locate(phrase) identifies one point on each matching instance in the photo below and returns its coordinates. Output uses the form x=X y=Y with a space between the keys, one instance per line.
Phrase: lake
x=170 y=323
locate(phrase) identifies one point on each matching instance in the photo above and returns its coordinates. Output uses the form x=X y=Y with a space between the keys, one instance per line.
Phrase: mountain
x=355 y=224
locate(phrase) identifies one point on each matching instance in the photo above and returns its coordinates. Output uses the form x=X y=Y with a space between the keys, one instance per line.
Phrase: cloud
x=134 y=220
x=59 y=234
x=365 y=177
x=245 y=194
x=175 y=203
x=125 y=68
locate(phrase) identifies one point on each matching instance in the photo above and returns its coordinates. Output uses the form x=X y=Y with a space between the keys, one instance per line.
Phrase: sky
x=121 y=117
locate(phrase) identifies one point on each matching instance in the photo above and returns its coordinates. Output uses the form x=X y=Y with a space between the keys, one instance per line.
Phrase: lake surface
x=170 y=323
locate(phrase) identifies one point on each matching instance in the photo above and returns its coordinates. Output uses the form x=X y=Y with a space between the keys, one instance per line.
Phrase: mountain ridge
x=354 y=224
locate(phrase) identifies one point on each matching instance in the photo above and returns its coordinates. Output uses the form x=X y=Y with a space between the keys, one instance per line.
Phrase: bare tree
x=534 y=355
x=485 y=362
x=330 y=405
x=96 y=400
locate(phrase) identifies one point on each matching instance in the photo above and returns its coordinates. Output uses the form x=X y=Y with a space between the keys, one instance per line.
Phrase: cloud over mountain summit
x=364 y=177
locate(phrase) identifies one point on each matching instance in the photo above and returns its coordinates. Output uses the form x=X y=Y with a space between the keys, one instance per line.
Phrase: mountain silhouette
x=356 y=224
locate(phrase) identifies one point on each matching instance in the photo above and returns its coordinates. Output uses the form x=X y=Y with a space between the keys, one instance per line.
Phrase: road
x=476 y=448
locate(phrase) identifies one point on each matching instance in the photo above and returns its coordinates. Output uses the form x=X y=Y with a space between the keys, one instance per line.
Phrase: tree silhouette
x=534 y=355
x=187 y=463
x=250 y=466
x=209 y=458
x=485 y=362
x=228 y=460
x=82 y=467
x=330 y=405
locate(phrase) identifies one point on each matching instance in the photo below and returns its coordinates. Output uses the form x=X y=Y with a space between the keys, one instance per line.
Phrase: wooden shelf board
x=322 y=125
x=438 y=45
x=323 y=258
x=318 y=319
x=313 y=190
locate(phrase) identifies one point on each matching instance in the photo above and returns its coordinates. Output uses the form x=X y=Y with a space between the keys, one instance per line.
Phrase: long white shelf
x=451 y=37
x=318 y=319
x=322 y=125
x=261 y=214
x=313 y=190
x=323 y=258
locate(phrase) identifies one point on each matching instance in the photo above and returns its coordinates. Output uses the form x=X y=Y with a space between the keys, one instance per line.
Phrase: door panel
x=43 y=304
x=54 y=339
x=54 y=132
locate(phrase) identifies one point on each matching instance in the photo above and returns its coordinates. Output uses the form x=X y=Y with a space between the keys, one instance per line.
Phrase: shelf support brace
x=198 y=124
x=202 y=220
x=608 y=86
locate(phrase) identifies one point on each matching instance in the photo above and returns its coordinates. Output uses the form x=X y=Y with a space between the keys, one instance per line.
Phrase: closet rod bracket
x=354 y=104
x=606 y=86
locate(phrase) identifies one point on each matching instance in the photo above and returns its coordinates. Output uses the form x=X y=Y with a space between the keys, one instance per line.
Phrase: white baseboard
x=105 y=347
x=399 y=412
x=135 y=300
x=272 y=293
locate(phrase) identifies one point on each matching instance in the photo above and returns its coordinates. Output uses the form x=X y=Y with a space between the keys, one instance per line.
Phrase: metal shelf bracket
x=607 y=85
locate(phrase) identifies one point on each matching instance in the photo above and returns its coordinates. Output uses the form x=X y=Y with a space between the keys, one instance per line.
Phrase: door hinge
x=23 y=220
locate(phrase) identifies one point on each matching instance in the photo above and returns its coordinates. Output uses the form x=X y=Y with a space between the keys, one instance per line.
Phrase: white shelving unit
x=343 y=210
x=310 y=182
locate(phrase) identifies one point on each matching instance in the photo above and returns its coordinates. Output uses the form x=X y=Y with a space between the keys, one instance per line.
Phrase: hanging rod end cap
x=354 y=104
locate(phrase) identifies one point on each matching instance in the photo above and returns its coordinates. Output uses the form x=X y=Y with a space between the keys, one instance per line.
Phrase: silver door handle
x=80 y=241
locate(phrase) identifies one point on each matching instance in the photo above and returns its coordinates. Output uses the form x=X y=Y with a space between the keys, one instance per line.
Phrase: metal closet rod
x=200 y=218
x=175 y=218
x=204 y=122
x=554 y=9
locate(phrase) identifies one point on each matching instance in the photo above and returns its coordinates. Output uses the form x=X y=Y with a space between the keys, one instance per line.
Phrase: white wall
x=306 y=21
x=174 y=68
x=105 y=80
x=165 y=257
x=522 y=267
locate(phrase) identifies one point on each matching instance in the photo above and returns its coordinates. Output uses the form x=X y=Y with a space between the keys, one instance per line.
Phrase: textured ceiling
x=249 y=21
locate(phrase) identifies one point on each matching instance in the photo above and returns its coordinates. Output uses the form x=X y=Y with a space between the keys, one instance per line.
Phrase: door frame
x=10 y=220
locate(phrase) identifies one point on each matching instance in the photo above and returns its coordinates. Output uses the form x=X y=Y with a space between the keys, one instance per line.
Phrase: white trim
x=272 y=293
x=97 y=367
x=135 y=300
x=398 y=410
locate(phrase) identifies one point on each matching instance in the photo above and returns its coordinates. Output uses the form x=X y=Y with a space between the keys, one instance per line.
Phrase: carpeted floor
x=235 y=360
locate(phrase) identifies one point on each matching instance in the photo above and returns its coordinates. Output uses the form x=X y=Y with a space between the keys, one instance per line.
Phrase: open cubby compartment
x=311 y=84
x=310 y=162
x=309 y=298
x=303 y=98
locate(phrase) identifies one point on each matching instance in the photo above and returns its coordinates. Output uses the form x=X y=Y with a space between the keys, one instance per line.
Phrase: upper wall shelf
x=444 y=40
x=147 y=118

***

__WHAT THE EXERCISE ASKS__
Could you write out all of the items above word for word, with no changes?

__EXPECTED OUTPUT__
locate(phrase) identifies one point on each matching instance in the photo below and returns its coordinates. Output uses the form x=X y=Y with a space between the keys, one instance per line.
Phrase: lake
x=170 y=323
locate(phrase) identifies one point on each matching instance in the photo above and returns its coordinates. Output uses the form x=X y=Y with a space between the keys, one instance per line.
Phrase: mountain
x=355 y=224
locate(phrase) identifies one point on each matching instance in the photo above and returns its coordinates. Output uses the form x=X y=Y with a space between the keys, one instance per line.
Phrase: cloud
x=134 y=220
x=59 y=234
x=365 y=177
x=245 y=194
x=175 y=203
x=125 y=68
locate(phrase) identifies one point on each matching instance in the photo above and returns its coordinates. Output uses the form x=X y=Y with a space between the keys, one instance per line.
Phrase: sky
x=121 y=117
locate(phrase) identifies one point on each matching instance in the photo above and returns its coordinates. Output uses the form x=X y=Y with a space between the keys, one instance per line.
Phrase: lake surface
x=170 y=323
locate(phrase) identifies one point on each matching instance in the photo above and returns its coordinates. Output uses the form x=X y=Y with a space between the keys, one instance per line.
Phrase: mountain ridge
x=354 y=224
locate(phrase) identifies one point on each matching instance in the photo above and returns its coordinates. Output uses the form x=X y=Y with a space between the keys, one instance per line.
Phrase: bare tree
x=534 y=355
x=485 y=362
x=330 y=405
x=96 y=400
locate(phrase) identifies one point on each matching instance in the photo above and returns its coordinates. Output uses the form x=X y=Y with a space between the keys, one instance per line.
Phrase: cloud over mountain summit
x=364 y=177
locate(phrase) identifies one point on each matching instance in the photo above and returns its coordinates. Output uses the form x=X y=Y with a space between the keys, one instance per line.
Phrase: mountain silhouette
x=356 y=224
locate(phrase) identifies one point on each matching instance in the photo above and returns its coordinates. Output uses the form x=X y=Y with a space between the keys, one instance per line.
Phrase: road
x=476 y=448
locate(phrase) identifies one point on each matching instance in the photo above and returns its coordinates. Output uses the form x=X y=Y with a space between the keys, one instance per line.
Phrase: tree silhouette
x=534 y=355
x=187 y=463
x=250 y=466
x=209 y=458
x=485 y=362
x=228 y=460
x=82 y=467
x=330 y=405
locate(phrase) identifies one point on each matching instance in the photo below and returns its coordinates. Output uses the form x=X y=Y with a space between the keys, one instance per line.
Phrase: wooden shelf board
x=322 y=125
x=438 y=45
x=323 y=258
x=318 y=319
x=313 y=190
locate(phrase) identifies one point on each matching instance in the photo above and returns its coordinates. Output uses the form x=X y=Y with a space between the keys, one instance per line.
Phrase: long white shelf
x=451 y=37
x=318 y=319
x=322 y=125
x=261 y=214
x=313 y=190
x=323 y=258
locate(phrase) identifies one point on each matching instance in the photo above and returns its coordinates. Output uses the form x=X y=Y with a space between the keys, one instance per line.
Phrase: door panel
x=43 y=304
x=54 y=339
x=54 y=132
locate(phrase) identifies one point on each matching instance in the photo above and returns its coordinates. Output uses the form x=X y=Y with a space between the keys, one instance per line.
Phrase: shelf support brace
x=198 y=124
x=202 y=220
x=608 y=86
locate(phrase) identifies one point on each matching instance in the photo above and returns its coordinates. Output uses the form x=X y=Y with a space between the keys, one instance per line.
Phrase: closet rod bracket
x=354 y=104
x=606 y=86
locate(phrase) identifies one point on each matching instance in the photo above and returns its coordinates. Output uses the form x=X y=Y with a space between the keys, one instance per line.
Phrase: white baseboard
x=105 y=347
x=399 y=412
x=135 y=300
x=272 y=293
locate(phrase) identifies one point on each matching instance in the photo above and returns its coordinates. Output uses the form x=X y=Y with a space between the keys, one instance per line.
Phrase: metal shelf bracket
x=607 y=85
locate(phrase) identifies one point on each matching instance in the photo above and returns its coordinates. Output uses the form x=X y=Y with a space between the keys, one instance per line.
Phrase: door hinge
x=23 y=220
locate(phrase) identifies one point on each matching instance in the photo above and returns its coordinates. Output uses the form x=X y=Y with a space between the keys, one instance per line.
Phrase: white shelving unit
x=343 y=210
x=310 y=182
locate(phrase) identifies one point on each matching instance in the photo above and returns its coordinates. Output uses the form x=X y=Y with a space between the keys, one instance per line.
Phrase: hanging rod end cap
x=354 y=104
locate(phrase) identifies one point on each matching instance in the photo above and returns its coordinates. Output uses the form x=X y=Y with a space between the keys, one instance per line.
Phrase: silver door handle
x=80 y=241
locate(phrase) identifies one point on each matching instance in the photo above and returns its coordinates. Output uses the form x=X y=Y with a space between the keys, one instance per line.
Phrase: metal closet rod
x=200 y=218
x=175 y=218
x=204 y=122
x=554 y=9
locate(phrase) identifies one point on each matching instance in the photo above and returns its coordinates. Output uses the form x=X y=Y with a space between the keys, one instance per line.
Phrase: white wall
x=306 y=21
x=174 y=68
x=105 y=80
x=165 y=257
x=522 y=267
locate(phrase) identifies one point on each matching instance in the photo above and returns its coordinates. Output uses the form x=X y=Y with a space between the keys, one instance per line.
Phrase: textured ceiling
x=249 y=21
locate(phrase) identifies one point on each matching instance in the photo above and returns its coordinates. Output uses the form x=X y=Y with a space between the keys, one instance per line.
Phrase: door frame
x=10 y=220
locate(phrase) identifies one point on each matching instance in the photo above and returns its coordinates. Output uses the form x=X y=Y with a space between the keys, one instance per line.
Phrase: white trim
x=272 y=293
x=97 y=367
x=135 y=300
x=398 y=410
locate(phrase) identifies one point on each matching instance in the photo above and returns its coordinates. Output uses the form x=X y=Y with a space between the keys, one instance per line.
Phrase: carpeted floor
x=235 y=360
locate(phrase) identifies one point on each matching instance in the photo above and returns its coordinates. Output uses the form x=X y=Y with a space between the keys, one instance per line.
Phrase: open cubby compartment
x=311 y=84
x=310 y=162
x=309 y=298
x=303 y=98
locate(phrase) identifies one point on each matching instance in the photo above and returns its coordinates. Output uses the form x=X y=Y with a space between the keys, one instance per line.
Phrase: upper wall shelf
x=444 y=40
x=147 y=118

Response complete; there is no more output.